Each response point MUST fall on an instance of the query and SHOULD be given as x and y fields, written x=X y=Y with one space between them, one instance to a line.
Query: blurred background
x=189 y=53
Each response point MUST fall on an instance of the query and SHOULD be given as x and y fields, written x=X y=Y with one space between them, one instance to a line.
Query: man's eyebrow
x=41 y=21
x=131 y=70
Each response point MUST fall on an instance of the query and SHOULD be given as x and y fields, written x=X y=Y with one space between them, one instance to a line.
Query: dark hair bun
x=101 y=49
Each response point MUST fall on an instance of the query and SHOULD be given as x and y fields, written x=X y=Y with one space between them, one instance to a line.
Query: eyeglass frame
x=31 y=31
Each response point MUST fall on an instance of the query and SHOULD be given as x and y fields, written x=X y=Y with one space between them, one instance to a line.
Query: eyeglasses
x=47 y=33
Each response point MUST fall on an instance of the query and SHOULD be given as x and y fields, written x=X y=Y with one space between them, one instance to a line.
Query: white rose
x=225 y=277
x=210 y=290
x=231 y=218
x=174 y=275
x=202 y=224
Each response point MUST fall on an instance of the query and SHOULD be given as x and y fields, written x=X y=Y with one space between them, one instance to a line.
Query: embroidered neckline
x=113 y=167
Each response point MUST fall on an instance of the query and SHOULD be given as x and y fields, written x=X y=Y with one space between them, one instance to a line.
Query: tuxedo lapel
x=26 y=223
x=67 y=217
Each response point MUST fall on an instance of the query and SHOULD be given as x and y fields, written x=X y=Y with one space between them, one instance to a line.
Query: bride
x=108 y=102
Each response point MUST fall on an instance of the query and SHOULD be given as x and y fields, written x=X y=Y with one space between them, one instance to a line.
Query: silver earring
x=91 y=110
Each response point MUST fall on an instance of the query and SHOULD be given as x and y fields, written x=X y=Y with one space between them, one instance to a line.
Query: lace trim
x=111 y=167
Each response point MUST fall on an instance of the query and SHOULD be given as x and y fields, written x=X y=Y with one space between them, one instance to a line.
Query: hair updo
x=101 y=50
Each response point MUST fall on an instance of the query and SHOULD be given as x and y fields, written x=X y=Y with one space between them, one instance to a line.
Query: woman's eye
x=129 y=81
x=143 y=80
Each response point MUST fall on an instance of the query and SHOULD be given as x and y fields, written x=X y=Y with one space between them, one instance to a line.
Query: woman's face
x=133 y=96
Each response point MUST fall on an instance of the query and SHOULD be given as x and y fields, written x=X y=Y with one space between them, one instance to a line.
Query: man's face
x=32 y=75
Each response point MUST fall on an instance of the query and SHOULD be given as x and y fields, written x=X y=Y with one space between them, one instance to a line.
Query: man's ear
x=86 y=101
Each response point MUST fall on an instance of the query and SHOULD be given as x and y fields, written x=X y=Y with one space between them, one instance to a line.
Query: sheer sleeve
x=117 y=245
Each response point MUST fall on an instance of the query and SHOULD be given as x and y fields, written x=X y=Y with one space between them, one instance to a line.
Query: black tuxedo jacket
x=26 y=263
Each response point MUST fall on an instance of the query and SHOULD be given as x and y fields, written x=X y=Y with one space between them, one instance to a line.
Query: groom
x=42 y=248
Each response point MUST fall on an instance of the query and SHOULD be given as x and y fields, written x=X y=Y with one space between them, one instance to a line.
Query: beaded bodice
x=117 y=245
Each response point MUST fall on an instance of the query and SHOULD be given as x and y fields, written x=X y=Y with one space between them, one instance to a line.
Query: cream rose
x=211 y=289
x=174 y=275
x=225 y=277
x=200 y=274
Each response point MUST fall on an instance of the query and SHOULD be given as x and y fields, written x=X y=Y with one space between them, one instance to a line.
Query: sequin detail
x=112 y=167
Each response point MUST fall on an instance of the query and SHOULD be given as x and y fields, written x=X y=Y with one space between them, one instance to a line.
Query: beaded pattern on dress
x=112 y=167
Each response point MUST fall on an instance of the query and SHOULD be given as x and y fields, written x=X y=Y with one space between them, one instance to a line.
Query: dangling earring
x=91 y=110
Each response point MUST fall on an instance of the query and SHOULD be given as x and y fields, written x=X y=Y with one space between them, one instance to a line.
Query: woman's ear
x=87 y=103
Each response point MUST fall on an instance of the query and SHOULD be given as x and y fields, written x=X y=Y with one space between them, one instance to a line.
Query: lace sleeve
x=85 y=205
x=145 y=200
■ ■ ■ ■ ■ ■ ■
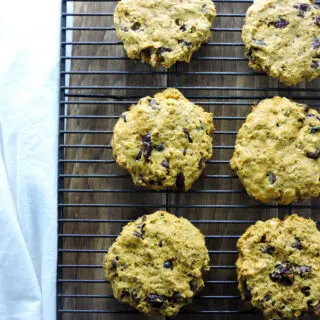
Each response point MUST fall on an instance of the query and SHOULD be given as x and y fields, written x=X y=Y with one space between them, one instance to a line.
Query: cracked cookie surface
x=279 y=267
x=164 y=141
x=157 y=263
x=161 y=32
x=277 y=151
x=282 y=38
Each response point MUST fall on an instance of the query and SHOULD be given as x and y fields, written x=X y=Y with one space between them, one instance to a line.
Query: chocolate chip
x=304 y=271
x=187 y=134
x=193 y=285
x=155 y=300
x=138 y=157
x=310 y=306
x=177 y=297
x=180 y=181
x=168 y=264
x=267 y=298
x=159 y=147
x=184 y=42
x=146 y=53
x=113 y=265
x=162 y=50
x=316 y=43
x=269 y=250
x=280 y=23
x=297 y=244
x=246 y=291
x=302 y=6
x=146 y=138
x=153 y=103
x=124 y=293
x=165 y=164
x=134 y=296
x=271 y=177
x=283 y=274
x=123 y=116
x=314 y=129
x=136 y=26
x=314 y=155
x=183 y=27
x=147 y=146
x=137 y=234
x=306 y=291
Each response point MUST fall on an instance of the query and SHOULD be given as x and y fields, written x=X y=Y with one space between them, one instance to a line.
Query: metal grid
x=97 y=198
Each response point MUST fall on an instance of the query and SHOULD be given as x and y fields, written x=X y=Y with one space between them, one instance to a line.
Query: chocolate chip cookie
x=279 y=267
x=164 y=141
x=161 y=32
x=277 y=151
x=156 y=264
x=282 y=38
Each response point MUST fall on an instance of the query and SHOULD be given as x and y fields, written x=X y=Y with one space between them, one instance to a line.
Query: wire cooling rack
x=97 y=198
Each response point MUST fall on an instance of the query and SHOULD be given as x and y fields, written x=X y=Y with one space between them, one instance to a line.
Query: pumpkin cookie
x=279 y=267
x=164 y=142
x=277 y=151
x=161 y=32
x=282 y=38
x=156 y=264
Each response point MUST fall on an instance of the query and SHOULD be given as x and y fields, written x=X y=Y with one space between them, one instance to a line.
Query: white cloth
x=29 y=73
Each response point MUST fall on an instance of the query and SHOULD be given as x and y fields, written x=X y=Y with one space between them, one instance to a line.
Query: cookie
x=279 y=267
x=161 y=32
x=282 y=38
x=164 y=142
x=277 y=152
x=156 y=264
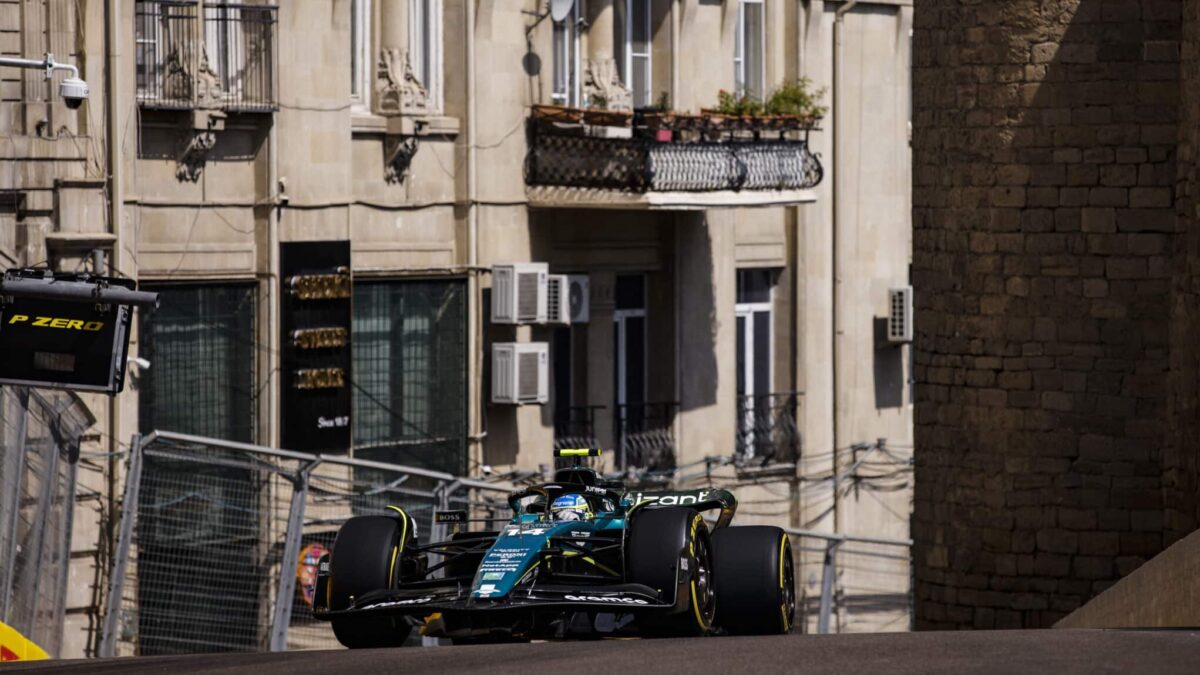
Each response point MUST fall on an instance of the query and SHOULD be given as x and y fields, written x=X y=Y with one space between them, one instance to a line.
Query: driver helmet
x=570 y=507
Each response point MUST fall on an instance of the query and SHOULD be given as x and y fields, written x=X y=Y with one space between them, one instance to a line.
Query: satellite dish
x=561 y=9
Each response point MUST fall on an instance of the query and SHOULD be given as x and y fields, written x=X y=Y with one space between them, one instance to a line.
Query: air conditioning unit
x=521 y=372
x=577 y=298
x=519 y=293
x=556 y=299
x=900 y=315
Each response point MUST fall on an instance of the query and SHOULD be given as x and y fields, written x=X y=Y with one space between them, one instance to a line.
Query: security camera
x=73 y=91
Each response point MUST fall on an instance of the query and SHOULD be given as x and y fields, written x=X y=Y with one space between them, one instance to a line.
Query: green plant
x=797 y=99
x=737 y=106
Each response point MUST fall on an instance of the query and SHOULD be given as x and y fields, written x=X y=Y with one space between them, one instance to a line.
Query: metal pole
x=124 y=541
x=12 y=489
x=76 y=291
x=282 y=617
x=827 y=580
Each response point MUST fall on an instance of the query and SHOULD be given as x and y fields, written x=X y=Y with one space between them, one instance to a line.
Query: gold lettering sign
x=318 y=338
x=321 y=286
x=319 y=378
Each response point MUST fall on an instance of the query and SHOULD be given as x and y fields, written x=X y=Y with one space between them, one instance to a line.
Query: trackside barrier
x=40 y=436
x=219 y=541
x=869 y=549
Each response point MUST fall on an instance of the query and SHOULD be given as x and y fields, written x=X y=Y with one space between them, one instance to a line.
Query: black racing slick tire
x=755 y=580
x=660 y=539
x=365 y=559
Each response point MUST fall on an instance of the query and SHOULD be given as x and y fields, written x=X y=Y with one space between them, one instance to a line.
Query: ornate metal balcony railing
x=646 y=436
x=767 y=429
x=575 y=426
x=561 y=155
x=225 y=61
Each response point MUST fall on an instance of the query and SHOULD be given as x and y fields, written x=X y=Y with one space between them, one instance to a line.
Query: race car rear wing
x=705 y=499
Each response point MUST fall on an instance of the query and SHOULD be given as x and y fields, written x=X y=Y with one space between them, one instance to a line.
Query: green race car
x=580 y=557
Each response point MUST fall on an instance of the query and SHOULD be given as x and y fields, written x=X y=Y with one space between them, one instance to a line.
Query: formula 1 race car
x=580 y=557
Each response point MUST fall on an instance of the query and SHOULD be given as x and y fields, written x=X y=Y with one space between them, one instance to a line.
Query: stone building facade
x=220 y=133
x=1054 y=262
■ ■ ■ ■ ■ ■ ■
**WHAT IS BEING ASKED:** Which lines in the rows above contain the word "earring"? Pull out and copy each of them, treating uppercase and lowercase letters as distinct.

**EXPECTED ANSWER:**
Query: silver earring
Query: dangling earring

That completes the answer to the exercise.